Exercice proposé 1:
Reproduisez mot pour mot le passage de l'extrait sur Total et Air France situé entre « À la fin des » et « la Grande Dépression. », bornes comprises.
Exercice proposé 2:
Dans l'extrait sur Total et Air France, réécrivez sous forme de liste le paragraphe qui commence par « Dans ce contexte économique », en conservant ses faits principaux.
Exercice proposé 3:
D'après l'extrait sur Total et Air France, en quelle année la Compagnie française de raffinage dépose-t-elle la marque Total ?

===== Extrait choisi =====

Enfin, en 2003, « Total Fina Elf », rebaptisé « TOTAL S.A. » est la première compagnie pétrolière et gazière française et la quatrième au niveau international.


La Compagnie française de raffinage dépose la marque Total en 1953. Fierté nationale, l'entreprise choisit un logo tricolore qui évoque clairement la dimension française du carburant. Si le bleu, le blanc et le rouge ne disparaitront jamais, l'orange fait son apparition dans les années 1970. Le logo actuel est né après la fusion avec Elf et PetroFina.



Racines et ailes d'Air France

« Faire du ciel le plus bel endroit de la Terre »
Slogan de la compagnie Air France, avant 2014.



À la fin des années 1920, alors que la plupart des pays se sont déjà dotés de grandes compagnies nationales (KLM en 1919, Qantas en 1920, Delta Air Lines et Imperial Airways en 1924, Lufthansa, United Airlines et Pan Am en 1926, American Airlines en 1930), l'aéronautique française est morcelée et affaiblie par la Grande Dépression.

Dans ce contexte économique, le Parlement français vote une loi de fusion des 4 compagnies principales du transport aérien français : la « CIDNA » - ex. « Franco-Roumaine », « Air Orient », « Air Union », et les lignes « Farman ». Les quatre compagnies fusionnées forment le 19 mai 1933 la SCELA : « Société centrale pour l'exploitation des lignes aériennes ». Le 31 mai 1933, la SCELA rachète les actifs de « l'Aéropostale » (du banquier Marcel Bouilloux-Lafont). C'est au cours d'une conférence de presse annonçant cette fusion que le journaliste Georges Raffalovitch, doyen dans le monde de la presse aéronautique, propose de baptiser la nouvelle compagnie « Air France ».

Mais, qui était cette compagnie Franco-Roumaine ou CIDNA (« Compagnie Internationale de Navigation Aérienne ») une des compagnies à l'origine d’« Air France » ?

===== Extraits de données =====

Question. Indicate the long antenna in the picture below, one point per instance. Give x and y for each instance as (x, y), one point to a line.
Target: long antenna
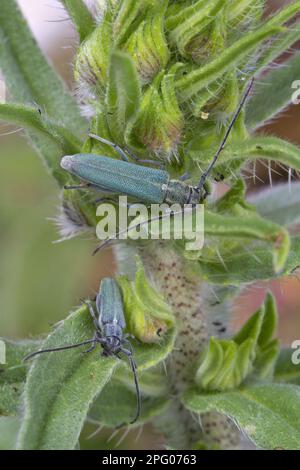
(137, 388)
(222, 145)
(62, 348)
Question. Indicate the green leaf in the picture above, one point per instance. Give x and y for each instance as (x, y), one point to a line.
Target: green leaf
(13, 374)
(159, 122)
(192, 83)
(272, 93)
(92, 61)
(247, 264)
(45, 130)
(280, 45)
(225, 364)
(123, 94)
(29, 78)
(279, 203)
(81, 17)
(9, 427)
(269, 414)
(117, 405)
(250, 226)
(270, 321)
(61, 386)
(146, 312)
(152, 382)
(56, 404)
(128, 10)
(285, 369)
(269, 148)
(147, 44)
(192, 21)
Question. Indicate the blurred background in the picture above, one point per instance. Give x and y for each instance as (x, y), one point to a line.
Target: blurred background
(40, 281)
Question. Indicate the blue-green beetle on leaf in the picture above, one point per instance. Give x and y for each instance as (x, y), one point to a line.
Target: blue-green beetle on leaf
(109, 331)
(143, 183)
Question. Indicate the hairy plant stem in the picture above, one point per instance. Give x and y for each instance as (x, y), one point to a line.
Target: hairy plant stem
(185, 294)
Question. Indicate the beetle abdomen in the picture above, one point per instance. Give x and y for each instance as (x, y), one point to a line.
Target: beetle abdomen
(140, 182)
(110, 306)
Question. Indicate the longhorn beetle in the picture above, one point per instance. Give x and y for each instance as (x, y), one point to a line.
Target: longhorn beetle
(150, 185)
(109, 328)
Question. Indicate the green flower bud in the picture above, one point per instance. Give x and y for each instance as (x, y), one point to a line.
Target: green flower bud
(159, 123)
(225, 364)
(92, 60)
(148, 46)
(147, 315)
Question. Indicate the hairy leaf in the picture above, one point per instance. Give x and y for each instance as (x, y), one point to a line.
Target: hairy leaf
(29, 78)
(194, 81)
(117, 405)
(13, 374)
(269, 414)
(280, 203)
(9, 427)
(81, 17)
(286, 369)
(248, 264)
(123, 94)
(272, 93)
(61, 386)
(250, 227)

=====

Réponse complète 1:
À la fin des années 1920, alors que la plupart des pays se sont déjà dotés de grandes compagnies nationales (KLM en 1919, Qantas en 1920, Delta Air Lines et Imperial Airways en 1924, Lufthansa, United Airlines et Pan Am en 1926, American Airlines en 1930), l'aéronautique française est morcelée et affaiblie par la Grande Dépression.

Réponse complète 2:
- Le Parlement français vote une loi de fusion des quatre principales compagnies aériennes françaises : la CIDNA (ex-Franco-Roumaine), Air Orient, Air Union et les lignes Farman.
- Le 19 mai 1933, ces quatre compagnies forment la SCELA (Société centrale pour l'exploitation des lignes aériennes).
- Le 31 mai 1933, la SCELA rachète les actifs de l'Aéropostale, qui appartenait au banquier Marcel Bouilloux-Lafont.
- Lors de la conférence de presse annonçant cette fusion, le journaliste Georges Raffalovitch propose de nommer la nouvelle compagnie « Air France ».

Réponse complète 3:
En 1953.